Task: Arrange the lines from the first one through the line with "(1284, 837)", inclusive, as a Markdown table with the columns No. and Line. Leave out any blank lines.

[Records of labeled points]
★ ★ ★ ★ ★ ★ ★

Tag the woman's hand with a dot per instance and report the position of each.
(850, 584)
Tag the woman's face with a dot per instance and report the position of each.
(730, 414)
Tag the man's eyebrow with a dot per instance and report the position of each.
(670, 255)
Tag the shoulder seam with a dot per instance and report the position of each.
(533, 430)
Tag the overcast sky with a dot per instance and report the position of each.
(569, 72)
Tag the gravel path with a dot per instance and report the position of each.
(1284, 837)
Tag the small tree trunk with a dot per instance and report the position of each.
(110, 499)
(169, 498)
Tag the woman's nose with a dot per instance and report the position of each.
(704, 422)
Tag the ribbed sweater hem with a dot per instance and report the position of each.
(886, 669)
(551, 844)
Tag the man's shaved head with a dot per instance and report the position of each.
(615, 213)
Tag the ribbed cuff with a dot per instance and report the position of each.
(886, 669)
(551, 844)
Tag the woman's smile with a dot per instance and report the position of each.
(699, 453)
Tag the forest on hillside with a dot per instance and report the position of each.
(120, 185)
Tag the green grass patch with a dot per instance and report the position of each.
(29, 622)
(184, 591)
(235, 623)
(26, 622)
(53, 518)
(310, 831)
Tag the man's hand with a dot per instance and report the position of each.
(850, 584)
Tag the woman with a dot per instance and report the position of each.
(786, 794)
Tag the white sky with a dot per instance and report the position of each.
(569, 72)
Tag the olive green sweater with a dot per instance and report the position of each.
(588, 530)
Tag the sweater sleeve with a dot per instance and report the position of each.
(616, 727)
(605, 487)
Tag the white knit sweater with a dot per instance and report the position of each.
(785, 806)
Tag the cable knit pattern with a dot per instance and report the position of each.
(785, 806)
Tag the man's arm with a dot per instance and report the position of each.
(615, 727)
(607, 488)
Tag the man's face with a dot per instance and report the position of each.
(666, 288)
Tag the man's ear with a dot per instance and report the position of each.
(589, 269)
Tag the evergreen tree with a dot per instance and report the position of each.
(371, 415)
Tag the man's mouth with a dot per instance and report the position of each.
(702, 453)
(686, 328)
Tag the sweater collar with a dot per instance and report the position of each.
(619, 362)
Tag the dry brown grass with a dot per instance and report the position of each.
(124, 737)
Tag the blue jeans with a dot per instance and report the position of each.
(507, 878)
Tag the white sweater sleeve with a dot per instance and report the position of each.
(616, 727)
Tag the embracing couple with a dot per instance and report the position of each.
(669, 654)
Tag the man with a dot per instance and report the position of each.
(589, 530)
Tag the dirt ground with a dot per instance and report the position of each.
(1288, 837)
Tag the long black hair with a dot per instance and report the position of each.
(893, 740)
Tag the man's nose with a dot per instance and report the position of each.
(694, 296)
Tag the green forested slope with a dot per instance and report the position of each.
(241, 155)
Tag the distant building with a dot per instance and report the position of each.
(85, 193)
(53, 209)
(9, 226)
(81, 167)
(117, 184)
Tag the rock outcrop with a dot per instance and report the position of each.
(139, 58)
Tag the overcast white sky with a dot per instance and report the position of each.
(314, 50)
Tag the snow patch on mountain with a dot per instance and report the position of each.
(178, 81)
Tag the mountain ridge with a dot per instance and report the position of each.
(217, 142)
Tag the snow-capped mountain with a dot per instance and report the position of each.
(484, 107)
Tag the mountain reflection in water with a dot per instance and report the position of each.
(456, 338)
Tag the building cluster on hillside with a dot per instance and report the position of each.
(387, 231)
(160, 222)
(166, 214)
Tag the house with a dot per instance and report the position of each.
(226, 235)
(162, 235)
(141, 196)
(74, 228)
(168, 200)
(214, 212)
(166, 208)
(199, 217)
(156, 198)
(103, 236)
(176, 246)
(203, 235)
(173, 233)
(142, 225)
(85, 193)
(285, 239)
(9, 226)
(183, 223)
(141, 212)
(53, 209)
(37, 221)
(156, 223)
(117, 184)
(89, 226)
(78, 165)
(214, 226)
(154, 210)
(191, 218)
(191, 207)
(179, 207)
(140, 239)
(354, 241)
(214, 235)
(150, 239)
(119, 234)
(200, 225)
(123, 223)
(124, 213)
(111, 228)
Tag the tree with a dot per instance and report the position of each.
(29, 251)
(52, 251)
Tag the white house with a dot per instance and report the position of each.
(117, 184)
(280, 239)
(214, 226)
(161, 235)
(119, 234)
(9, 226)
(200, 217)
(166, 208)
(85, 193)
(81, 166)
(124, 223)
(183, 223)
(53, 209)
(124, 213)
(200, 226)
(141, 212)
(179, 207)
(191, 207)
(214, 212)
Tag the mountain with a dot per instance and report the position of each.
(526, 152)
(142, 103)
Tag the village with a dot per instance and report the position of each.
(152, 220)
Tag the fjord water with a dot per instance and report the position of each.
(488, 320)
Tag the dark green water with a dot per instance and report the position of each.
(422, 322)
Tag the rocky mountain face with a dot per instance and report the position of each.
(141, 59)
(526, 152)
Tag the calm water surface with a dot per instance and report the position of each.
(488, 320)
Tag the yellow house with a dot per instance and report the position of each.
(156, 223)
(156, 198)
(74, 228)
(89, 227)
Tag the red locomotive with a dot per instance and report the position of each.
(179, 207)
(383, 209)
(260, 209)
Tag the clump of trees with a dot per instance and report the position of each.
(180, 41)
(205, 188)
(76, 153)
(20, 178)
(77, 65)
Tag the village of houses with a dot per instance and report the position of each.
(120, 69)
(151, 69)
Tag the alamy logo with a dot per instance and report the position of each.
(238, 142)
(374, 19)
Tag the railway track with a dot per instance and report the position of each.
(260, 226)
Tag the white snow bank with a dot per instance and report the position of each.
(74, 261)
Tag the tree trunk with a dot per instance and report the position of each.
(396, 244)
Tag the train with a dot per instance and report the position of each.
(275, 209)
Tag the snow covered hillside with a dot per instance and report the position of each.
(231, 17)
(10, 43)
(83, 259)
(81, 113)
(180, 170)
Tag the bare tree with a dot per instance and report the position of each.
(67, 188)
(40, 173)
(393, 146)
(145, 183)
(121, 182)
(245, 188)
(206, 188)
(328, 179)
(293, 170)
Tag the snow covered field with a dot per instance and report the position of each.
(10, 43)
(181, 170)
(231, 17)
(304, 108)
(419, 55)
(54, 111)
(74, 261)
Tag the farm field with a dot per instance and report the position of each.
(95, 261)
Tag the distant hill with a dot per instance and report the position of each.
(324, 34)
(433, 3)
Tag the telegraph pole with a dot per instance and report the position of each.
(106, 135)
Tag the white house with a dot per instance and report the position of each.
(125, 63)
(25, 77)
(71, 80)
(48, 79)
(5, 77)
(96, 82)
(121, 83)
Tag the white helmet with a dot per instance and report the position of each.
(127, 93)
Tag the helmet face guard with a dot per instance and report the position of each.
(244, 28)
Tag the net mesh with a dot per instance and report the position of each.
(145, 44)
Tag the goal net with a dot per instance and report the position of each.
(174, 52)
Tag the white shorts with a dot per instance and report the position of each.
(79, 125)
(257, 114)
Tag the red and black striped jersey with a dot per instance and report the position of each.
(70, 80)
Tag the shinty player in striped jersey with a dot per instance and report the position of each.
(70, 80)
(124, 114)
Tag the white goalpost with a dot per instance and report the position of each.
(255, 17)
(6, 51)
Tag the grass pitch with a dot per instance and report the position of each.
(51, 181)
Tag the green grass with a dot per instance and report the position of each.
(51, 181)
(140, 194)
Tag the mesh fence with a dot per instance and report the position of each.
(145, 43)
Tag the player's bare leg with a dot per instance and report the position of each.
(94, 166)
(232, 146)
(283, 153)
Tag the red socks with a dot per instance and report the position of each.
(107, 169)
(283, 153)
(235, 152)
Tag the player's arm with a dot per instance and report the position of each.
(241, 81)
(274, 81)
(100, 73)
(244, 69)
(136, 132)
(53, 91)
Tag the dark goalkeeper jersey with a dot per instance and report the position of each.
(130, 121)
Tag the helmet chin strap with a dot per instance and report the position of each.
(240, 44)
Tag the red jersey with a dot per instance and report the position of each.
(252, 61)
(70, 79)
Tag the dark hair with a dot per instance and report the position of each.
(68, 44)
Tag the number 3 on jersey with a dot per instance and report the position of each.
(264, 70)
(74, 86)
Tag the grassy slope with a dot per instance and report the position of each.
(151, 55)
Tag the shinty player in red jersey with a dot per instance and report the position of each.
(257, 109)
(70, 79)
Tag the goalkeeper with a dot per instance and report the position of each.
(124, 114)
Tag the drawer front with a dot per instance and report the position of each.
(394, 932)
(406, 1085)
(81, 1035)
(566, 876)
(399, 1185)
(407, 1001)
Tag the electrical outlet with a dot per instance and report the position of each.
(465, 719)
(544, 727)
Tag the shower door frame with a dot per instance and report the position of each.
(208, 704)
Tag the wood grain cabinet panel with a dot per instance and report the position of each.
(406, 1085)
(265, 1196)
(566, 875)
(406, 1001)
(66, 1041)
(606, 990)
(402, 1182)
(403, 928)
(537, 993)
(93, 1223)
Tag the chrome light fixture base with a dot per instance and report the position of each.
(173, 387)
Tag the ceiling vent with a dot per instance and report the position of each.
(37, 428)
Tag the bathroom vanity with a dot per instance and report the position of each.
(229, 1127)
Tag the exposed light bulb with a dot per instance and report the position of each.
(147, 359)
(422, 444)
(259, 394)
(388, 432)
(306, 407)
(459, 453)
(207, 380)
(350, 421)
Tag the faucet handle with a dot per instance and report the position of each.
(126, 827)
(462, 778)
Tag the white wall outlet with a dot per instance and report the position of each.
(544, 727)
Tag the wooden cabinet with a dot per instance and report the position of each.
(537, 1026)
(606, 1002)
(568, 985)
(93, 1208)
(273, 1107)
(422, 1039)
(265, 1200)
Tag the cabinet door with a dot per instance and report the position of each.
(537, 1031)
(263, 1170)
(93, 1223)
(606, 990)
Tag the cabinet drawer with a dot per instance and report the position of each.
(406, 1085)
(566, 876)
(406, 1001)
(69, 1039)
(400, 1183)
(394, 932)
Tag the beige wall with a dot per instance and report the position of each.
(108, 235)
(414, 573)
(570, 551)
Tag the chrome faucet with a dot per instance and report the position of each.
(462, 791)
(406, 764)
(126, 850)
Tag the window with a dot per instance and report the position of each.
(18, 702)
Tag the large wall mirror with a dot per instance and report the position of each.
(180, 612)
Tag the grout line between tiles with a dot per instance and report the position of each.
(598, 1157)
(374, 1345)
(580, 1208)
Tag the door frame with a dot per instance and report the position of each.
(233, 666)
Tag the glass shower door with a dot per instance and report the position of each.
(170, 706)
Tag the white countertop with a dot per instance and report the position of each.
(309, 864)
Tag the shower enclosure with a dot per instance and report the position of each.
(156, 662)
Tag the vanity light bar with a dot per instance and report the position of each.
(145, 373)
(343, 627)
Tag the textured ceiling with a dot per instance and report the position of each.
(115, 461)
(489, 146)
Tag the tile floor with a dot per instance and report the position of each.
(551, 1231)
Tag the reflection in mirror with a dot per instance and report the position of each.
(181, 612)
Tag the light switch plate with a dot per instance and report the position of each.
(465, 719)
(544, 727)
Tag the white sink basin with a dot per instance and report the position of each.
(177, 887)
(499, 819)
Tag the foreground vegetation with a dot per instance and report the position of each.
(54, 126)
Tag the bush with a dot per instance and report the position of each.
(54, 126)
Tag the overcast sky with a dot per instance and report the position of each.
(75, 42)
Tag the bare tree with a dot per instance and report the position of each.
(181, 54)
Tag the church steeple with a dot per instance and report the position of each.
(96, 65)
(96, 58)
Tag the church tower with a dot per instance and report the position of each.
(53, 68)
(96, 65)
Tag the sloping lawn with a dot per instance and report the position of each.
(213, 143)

★ ★ ★ ★ ★ ★ ★

Written solution:
| No. | Line |
|---|---|
| 1 | Tag the woman's hand with a dot per instance and report the position of each. |
| 2 | (850, 584) |
| 3 | Tag the woman's face with a dot per instance and report the position of each. |
| 4 | (730, 414) |
| 5 | Tag the man's eyebrow with a dot per instance and report the position of each. |
| 6 | (670, 255) |
| 7 | Tag the shoulder seam with a dot per instance and report the position of each. |
| 8 | (533, 430) |
| 9 | Tag the overcast sky with a dot per instance and report the position of each. |
| 10 | (569, 72) |
| 11 | Tag the gravel path with a dot per instance and report the position of each. |
| 12 | (1284, 837) |